Stored entries
-- start --

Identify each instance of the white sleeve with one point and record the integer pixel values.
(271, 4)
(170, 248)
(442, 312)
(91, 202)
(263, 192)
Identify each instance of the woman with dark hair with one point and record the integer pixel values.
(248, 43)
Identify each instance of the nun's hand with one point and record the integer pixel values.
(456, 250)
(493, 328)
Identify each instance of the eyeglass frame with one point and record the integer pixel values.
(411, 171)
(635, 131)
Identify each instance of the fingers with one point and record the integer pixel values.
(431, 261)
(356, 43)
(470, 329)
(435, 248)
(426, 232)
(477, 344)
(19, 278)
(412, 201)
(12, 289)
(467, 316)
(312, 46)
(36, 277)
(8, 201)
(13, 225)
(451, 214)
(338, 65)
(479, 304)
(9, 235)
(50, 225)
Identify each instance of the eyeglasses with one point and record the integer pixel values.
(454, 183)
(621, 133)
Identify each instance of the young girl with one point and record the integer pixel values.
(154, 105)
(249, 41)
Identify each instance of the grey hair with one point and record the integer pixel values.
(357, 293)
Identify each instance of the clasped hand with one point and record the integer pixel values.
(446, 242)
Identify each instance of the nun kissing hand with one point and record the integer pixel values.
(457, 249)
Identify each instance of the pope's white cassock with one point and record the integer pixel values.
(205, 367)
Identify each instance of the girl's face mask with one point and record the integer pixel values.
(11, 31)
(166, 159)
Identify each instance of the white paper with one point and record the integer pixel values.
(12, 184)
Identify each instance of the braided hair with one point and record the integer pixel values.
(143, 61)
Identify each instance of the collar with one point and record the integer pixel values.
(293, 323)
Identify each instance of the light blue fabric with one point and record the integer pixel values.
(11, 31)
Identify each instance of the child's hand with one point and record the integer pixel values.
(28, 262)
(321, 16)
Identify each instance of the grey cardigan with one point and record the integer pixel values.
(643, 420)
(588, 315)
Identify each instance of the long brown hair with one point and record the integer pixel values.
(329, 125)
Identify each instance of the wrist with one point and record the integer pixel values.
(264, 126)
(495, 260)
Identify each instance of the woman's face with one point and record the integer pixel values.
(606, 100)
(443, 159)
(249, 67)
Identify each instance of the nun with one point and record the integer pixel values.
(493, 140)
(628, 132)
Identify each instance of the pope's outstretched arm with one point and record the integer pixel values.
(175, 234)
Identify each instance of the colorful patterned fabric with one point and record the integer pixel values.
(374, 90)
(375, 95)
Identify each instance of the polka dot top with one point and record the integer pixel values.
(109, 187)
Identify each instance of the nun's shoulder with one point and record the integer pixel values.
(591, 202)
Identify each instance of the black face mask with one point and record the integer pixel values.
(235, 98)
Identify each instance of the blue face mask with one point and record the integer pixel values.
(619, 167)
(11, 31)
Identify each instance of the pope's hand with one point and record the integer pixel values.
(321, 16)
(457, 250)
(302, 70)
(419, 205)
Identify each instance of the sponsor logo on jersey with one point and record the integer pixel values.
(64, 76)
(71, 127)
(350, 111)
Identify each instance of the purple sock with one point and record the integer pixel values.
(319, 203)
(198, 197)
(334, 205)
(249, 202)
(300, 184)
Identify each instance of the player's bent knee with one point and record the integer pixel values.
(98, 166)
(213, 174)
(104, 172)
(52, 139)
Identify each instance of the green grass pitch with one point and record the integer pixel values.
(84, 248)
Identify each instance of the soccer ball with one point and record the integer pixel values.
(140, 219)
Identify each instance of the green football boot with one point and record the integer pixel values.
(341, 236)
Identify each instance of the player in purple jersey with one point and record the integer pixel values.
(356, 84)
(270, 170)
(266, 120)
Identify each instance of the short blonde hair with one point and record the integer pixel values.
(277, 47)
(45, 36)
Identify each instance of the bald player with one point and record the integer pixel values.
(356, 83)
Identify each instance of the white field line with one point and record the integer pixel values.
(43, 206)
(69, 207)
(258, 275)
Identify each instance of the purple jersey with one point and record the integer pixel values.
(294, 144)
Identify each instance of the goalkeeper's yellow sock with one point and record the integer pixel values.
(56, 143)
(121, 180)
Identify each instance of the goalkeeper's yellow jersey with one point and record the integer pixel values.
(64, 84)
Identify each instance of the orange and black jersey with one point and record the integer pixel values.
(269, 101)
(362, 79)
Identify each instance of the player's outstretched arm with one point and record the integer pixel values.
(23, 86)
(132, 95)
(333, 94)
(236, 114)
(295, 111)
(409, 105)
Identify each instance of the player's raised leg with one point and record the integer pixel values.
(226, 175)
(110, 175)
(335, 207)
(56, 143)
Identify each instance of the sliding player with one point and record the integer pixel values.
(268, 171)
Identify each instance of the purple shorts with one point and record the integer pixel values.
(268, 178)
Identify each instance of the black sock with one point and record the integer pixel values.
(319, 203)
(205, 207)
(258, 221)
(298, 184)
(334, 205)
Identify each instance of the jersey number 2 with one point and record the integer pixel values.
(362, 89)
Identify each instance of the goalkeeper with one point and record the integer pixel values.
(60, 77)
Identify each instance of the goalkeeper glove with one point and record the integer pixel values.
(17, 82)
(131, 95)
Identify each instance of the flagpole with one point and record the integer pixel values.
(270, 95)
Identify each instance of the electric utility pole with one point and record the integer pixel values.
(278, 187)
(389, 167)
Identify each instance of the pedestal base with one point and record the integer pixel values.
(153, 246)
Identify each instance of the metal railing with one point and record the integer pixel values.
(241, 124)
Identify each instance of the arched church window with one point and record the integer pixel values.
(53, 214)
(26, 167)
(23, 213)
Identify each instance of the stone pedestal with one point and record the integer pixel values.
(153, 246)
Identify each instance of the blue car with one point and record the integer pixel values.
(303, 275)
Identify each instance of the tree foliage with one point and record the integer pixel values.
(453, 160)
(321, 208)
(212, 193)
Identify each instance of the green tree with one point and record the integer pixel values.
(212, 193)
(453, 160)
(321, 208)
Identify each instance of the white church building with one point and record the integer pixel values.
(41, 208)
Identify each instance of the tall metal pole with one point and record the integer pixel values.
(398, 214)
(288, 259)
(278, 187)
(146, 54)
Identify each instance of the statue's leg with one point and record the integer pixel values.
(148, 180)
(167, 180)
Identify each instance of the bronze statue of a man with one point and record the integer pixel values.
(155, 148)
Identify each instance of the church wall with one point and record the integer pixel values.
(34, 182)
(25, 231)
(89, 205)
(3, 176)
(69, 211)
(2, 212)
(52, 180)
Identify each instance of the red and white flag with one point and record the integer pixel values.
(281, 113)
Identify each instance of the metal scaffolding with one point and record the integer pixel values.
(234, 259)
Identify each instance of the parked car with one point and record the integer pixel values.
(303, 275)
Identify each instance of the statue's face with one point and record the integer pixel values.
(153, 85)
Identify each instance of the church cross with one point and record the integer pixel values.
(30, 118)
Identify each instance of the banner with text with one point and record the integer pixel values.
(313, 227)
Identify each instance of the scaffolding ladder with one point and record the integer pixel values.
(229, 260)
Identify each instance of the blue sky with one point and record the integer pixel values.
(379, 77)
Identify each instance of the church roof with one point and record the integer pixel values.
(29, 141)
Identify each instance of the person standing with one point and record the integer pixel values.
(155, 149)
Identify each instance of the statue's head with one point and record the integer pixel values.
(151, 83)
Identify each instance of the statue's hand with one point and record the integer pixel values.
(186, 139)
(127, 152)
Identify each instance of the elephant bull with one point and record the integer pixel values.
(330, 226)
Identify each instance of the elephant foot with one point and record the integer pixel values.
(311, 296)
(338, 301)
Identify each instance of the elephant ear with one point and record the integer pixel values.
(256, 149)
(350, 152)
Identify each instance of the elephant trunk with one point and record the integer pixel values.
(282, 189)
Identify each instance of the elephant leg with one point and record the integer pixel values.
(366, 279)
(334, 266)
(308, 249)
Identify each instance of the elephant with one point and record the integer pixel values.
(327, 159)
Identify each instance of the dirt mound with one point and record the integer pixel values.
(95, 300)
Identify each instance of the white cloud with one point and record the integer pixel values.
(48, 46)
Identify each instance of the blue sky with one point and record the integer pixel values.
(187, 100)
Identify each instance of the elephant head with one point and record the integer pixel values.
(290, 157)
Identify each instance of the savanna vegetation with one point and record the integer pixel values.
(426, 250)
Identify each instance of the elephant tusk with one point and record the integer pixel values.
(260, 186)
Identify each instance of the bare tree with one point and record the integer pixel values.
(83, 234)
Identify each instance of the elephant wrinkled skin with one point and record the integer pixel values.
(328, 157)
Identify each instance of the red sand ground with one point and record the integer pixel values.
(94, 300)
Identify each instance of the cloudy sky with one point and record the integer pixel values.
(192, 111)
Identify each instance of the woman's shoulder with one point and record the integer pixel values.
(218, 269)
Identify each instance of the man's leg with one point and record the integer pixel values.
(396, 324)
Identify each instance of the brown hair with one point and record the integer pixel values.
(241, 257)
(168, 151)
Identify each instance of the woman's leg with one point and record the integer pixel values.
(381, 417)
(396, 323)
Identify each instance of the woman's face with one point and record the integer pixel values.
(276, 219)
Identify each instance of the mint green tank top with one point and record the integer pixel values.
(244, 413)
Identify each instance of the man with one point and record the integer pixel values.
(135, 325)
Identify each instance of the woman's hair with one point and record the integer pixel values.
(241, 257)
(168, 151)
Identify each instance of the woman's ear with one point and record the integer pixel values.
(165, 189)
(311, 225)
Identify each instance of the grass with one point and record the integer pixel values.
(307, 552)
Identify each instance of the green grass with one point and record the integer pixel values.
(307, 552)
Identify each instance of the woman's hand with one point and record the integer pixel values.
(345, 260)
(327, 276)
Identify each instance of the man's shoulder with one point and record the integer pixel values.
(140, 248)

-- end --

Written instruction — Print the lines of the listing that begin with the line containing "Identify each instance of the green grass with" and run through the end of the listing, reproducing them with no changes.

Exercise solution —
Identify each instance of the green grass with one point and record the integer pixel values.
(307, 552)
Identify each instance of the woman's hand with one point and record the integer pixel values.
(345, 260)
(327, 276)
Identify each instance of the man's shoulder with one point and record the integer pixel values.
(140, 248)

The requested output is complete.